- AUFGABE 1: Kopiere aus dem Forenbeitrag zur PC-Kaufberatung unten den Abschnitt, der bei „# Kaufberatung Athlon“ beginnt und bei „mehr retten konnte.“ endet.

- TEXTAUSZUG:
______
# Kaufberatung Athlon xp 2500+



## yidaki (2. Juli 2004)

*Kaufberatung.....*

also erstmal hallo zusammen!

ich hab vor mir einen neuen rechner zu kaufen, bzw. ich muss
mir einen neuen Rechner kaufen, da ich meinen alten PIII 
leider nicht mehr retten konnte. 

Mainboard:  Gigabyte 7N400 PRO2 SocketA         --> 99.50 € 


oder     :  Asus A7N8X Rev.2.0 Deluxe nForce2   --> 86.78 €

CPU      :  AMD Athlon XP 2500+ Barton 333 FSB  --> 69.49 €
                 Taktfrequenz: 1833 MHz 
                 FSB: 166MHz/333MHz
                 Befehlssätze: MMX, Enhanced 3DNow!,3DNow! Professional, SSE
                 1ST Level Cache: 128 KB
                 2ND Level Cache: 512 KB
RAM      :  2X 256MB DDRRAM Kingston PC400 CL3  --> 41.84 €
oder      :  2X 512MB DDRRAM Infineon PC400 CL3  --> 78.18 € (vieleicht)
______
- ANGEZEIGTE DATENSÄTZE:
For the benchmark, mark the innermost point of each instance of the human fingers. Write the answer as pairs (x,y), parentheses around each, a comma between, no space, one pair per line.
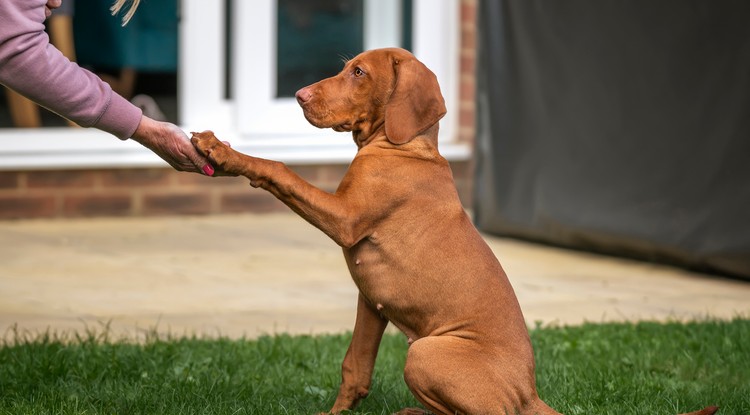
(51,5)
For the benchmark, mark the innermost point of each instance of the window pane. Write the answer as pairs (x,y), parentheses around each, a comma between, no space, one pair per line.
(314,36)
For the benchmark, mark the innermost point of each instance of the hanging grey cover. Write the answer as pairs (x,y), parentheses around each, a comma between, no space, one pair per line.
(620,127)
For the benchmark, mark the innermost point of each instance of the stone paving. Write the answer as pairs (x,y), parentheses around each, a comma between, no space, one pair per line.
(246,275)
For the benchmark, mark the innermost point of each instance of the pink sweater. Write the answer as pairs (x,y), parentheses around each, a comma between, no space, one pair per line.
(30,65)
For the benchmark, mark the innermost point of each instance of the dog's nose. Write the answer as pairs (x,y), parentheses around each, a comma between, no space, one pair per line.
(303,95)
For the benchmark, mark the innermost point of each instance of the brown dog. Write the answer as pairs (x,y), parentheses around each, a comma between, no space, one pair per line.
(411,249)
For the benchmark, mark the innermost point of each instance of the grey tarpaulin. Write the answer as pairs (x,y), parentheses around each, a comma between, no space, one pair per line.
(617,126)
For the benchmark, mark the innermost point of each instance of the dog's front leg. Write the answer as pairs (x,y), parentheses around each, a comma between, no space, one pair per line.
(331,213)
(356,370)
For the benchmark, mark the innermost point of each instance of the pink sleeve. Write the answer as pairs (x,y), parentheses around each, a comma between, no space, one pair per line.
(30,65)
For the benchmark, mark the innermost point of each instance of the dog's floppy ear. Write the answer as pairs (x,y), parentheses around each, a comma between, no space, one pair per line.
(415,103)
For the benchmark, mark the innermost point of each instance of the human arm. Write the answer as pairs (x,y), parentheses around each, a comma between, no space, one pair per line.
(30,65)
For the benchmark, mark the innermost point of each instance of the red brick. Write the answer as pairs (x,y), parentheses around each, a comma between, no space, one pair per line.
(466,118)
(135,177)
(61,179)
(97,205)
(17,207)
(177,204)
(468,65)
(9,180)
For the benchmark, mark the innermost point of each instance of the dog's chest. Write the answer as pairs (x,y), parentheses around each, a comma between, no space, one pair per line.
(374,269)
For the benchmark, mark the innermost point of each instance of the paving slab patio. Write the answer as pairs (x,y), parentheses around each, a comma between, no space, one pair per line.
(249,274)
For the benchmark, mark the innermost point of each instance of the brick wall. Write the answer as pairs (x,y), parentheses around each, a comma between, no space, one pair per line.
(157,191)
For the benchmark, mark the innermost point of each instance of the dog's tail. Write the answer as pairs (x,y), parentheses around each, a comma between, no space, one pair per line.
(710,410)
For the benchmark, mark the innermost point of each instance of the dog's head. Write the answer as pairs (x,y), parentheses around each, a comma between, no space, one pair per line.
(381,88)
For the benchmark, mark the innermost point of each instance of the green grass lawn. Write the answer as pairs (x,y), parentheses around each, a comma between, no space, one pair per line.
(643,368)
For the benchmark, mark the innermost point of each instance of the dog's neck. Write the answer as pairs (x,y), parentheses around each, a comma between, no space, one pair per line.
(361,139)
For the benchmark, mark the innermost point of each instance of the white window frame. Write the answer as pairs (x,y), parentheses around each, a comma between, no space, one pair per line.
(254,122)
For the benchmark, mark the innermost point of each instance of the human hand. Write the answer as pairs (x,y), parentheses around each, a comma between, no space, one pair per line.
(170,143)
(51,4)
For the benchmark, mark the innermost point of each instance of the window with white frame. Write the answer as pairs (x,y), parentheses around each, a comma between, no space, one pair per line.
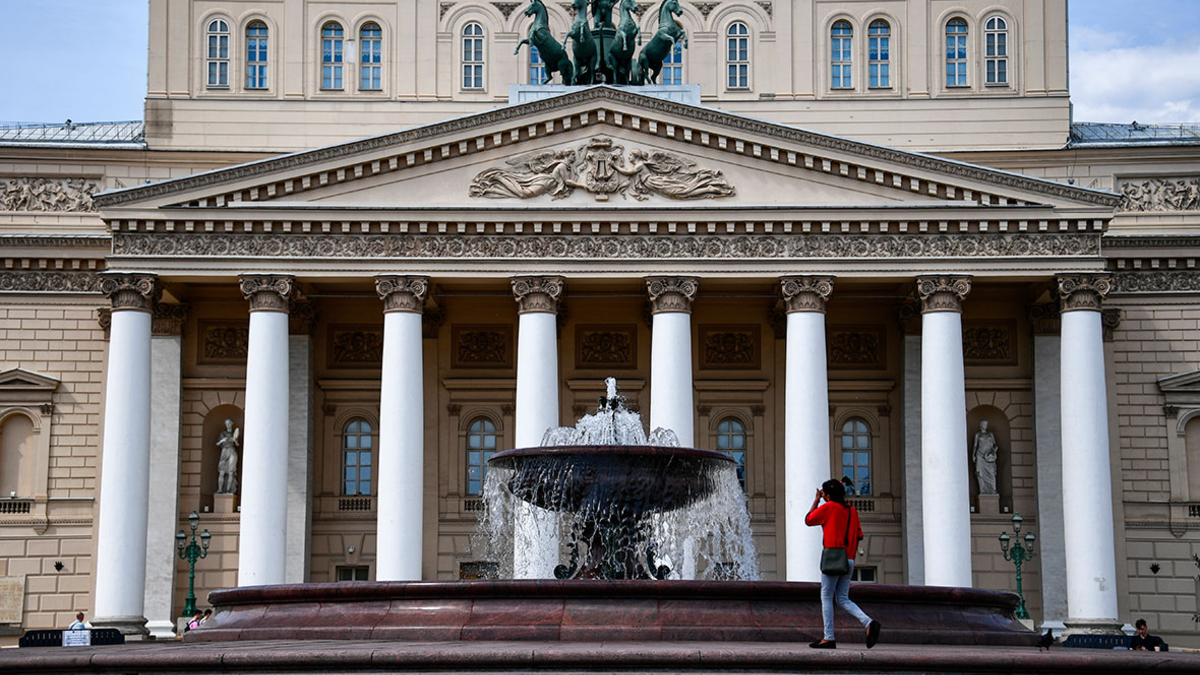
______
- AUFGABE 2: Suche in den Datensätzen oben jede Zeile, die die Zeichenfolge „grey“ enthält, und gib diese Zeilen unverändert wieder.

- ERGEBNIS 1:
# Kaufberatung Athlon xp 2500+



## yidaki (2. Juli 2004)

*Kaufberatung.....*

also erstmal hallo zusammen!

ich hab vor mir einen neuen rechner zu kaufen, bzw. ich muss
mir einen neuen Rechner kaufen, da ich meinen alten PIII 
leider nicht mehr retten konnte.

- ERGEBNIS 2:
For the benchmark, mark the innermost point of each instance of the hanging grey cover. Write the answer as pairs (x,y), parentheses around each, a comma between, no space, one pair per line.
For the benchmark, mark the innermost point of each instance of the grey tarpaulin. Write the answer as pairs (x,y), parentheses around each, a comma between, no space, one pair per line.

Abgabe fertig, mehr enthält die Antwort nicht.